◆ DOCUMENT SECTION
Bgp Ecmp Load Balancing

Introduction

We will build a Load balancer with BGP and Equal-Cost Multipath routing (ECMP) using both Bird and ExaBGP.

References:

Lab overview

Configure

ISPRouter

Follow the Fortigate document for the basic commands.

# interfaces configurations
config system interface
    edit "port1"
        set mode static
        set ip 192.168.22.226 255.255.255.0
        set allowaccess ping https ssh http telnet
    next
    edit "port2"
        set mode static
        set ip 10.0.0.254 255.255.255.0
        set allowaccess ping https ssh http telnet
    next
    edit "port3"
        set mode static
        set ip 172.16.42.2 255.255.255.254
        set allowaccess ping https ssh http telnet
    next
end
# Simple BGP configuration
config router bgp
    set as 65000
    set router-id 172.16.42.2
    config neighbor
        edit "172.16.42.3"
            set capability-default-originate enable
            set remote-as 65500
            set update-source "port3"

◆ AVAILABLE DATA
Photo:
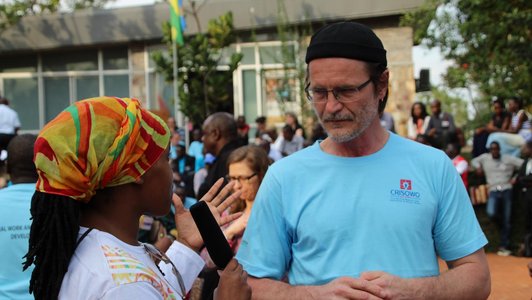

◆ PROBLEM DESCRIPTION
Copy from the BGP ECMP load balancing text, word for word, the passage starting with "We will build" and going on through "the basic commands.".

◆ EXERCISE ANSWER
We will build a Load balancer with BGP and Equal-Cost Multipath routing (ECMP) using both Bird and ExaBGP.

References:

Lab overview

Configure

ISPRouter

Follow the Fortigate document for the basic commands.